▶ WORK TASK
Using the data that follows, give again word for word the lines between the one holding "Where can the green foliage" and the one holding "Target: dew drop on grass", inclusive. Omit the pictures.

▶ Region pointing data
-=-=-=-=-

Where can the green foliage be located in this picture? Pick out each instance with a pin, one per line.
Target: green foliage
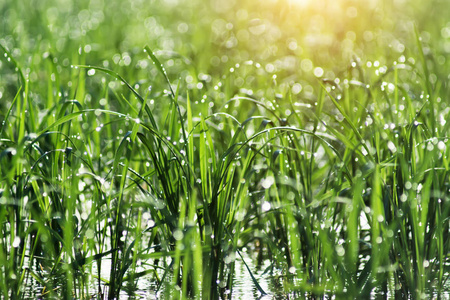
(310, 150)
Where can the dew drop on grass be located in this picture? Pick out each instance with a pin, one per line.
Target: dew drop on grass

-=-=-=-=-

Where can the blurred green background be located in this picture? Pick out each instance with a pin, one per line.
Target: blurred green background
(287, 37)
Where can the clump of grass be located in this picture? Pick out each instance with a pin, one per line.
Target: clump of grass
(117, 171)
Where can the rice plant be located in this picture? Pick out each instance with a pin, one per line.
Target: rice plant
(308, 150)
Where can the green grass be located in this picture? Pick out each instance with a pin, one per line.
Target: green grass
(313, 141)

-=-=-=-=-

▶ OUTPUT OF THE EXERCISE
Where can the green foliage be located in this picture? Pick out each instance with a pin, one per line.
Target: green foliage
(310, 150)
Where can the dew drop on grass be located in this picture? Pick out each instance with a pin, one per line.
Target: dew drop on grass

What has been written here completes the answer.